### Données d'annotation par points
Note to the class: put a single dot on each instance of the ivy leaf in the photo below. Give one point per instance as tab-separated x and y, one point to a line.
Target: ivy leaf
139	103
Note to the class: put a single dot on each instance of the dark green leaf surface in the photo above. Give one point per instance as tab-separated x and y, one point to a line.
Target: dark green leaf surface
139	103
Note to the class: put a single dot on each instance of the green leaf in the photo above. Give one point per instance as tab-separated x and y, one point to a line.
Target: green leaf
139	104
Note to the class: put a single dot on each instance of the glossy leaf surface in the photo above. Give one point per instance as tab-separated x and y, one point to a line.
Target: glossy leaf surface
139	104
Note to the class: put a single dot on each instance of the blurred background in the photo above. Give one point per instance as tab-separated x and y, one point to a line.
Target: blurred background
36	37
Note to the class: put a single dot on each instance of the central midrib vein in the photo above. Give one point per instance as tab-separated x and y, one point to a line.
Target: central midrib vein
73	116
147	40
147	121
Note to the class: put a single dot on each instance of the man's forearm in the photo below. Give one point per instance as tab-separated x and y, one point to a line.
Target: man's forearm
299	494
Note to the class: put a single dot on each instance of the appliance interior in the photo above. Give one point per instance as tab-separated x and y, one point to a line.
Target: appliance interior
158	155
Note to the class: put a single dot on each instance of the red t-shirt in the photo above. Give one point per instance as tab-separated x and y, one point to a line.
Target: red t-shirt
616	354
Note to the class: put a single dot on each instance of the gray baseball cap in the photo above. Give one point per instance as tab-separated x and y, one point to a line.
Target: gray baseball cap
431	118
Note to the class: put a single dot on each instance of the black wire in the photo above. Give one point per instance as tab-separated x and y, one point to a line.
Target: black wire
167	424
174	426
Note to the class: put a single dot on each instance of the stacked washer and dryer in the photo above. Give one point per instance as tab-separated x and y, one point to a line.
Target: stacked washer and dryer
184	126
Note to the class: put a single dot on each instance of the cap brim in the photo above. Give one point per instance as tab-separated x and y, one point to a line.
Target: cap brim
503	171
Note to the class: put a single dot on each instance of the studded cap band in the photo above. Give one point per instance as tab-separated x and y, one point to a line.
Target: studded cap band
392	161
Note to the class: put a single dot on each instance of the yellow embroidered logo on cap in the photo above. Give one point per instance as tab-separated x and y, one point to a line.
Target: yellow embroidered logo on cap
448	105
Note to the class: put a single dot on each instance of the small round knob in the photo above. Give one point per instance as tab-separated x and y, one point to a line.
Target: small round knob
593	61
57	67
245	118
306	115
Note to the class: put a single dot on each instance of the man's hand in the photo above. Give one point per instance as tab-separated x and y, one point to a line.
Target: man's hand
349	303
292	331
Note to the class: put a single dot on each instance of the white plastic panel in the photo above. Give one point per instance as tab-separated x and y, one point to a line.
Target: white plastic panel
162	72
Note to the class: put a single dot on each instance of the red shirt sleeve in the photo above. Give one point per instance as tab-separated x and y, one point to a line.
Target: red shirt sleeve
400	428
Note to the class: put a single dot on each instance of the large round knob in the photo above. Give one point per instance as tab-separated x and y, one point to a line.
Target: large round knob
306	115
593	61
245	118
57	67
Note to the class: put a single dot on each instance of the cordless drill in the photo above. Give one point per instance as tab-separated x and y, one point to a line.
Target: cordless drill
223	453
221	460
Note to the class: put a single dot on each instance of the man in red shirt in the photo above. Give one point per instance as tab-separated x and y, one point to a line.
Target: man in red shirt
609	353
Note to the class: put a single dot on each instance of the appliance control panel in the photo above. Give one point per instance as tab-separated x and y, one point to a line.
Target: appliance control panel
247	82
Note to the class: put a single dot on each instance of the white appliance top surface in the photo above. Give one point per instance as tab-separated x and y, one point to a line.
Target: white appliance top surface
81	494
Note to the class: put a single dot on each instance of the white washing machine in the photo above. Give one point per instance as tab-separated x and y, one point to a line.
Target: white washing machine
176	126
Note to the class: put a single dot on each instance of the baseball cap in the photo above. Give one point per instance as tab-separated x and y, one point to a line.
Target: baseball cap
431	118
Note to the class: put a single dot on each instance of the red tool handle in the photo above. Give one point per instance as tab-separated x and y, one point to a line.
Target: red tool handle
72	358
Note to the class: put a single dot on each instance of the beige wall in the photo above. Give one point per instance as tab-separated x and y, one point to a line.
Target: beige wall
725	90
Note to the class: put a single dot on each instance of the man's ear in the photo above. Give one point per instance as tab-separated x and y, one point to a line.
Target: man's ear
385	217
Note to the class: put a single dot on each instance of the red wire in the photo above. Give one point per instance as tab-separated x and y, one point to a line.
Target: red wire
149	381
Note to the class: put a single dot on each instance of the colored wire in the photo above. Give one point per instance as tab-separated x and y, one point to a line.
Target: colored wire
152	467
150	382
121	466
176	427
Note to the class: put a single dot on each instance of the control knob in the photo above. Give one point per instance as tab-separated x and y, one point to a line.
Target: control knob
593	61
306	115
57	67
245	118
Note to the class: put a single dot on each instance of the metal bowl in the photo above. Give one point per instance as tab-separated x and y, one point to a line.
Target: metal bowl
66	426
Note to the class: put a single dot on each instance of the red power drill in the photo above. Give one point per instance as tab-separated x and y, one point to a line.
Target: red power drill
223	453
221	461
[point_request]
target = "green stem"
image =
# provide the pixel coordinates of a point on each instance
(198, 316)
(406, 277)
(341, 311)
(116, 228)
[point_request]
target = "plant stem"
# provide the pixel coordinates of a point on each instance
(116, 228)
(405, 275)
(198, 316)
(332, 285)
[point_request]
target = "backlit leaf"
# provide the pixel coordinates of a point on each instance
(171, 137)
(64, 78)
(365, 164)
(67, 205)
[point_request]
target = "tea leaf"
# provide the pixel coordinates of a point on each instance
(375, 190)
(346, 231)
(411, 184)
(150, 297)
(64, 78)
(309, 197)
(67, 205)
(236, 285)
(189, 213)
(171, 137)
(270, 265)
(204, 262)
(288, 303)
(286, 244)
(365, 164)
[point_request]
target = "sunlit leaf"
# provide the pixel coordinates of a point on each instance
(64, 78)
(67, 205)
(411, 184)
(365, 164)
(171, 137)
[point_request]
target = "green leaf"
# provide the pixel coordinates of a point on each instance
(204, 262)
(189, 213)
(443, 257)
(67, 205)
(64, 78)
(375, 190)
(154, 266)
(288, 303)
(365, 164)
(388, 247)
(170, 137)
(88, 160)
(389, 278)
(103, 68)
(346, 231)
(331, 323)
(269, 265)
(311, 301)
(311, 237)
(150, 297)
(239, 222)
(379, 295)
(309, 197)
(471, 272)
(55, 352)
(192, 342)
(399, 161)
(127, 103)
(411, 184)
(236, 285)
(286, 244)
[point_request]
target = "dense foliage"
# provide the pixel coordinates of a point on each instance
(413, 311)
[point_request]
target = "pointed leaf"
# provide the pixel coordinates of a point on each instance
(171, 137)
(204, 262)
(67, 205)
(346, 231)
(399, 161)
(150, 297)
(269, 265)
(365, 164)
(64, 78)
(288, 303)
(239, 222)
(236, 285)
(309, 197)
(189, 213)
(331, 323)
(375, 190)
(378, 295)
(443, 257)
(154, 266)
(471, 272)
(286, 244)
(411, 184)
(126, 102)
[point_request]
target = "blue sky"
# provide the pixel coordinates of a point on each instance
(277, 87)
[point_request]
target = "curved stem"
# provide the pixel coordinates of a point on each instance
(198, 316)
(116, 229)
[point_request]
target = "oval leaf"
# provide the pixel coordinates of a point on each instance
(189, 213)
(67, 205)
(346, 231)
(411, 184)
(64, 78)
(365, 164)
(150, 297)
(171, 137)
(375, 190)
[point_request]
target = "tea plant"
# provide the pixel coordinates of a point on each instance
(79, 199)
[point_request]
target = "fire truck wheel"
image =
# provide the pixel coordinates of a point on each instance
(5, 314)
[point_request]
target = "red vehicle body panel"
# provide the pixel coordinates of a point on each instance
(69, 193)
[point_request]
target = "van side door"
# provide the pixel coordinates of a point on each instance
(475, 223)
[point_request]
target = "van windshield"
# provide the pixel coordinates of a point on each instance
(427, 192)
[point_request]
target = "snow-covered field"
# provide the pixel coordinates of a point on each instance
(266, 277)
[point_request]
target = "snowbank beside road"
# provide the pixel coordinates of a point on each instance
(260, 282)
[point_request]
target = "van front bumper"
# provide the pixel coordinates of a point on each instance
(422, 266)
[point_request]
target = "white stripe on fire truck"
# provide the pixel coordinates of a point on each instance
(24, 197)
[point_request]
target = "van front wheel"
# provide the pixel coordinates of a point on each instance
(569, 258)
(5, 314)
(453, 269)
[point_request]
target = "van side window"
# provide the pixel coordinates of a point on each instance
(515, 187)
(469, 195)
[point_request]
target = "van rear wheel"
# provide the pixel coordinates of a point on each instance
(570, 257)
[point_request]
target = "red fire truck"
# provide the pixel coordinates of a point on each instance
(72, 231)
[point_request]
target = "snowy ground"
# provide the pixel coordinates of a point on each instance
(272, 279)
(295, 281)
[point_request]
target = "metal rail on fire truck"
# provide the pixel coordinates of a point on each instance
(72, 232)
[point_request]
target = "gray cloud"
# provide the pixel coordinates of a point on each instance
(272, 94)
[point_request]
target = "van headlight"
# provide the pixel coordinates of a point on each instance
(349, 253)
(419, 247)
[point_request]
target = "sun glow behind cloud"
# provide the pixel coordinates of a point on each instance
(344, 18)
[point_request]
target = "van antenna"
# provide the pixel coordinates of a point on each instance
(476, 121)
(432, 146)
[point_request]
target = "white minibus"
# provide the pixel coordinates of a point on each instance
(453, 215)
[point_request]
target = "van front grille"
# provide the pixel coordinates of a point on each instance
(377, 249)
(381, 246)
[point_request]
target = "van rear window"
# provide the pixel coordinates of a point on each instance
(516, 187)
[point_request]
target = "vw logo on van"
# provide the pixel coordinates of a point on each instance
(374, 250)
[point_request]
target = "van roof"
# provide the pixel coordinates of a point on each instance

### Consigne
Sortez des entrées ci-dessus toutes les lignes où figure le mot "machine", en les recopiant telles quelles.

### Réponse
Note to the class: put a single dot on each instance of the white washing machine in the photo above. Give one point per instance as tab-separated x and y, one point to a line.
Target: white washing machine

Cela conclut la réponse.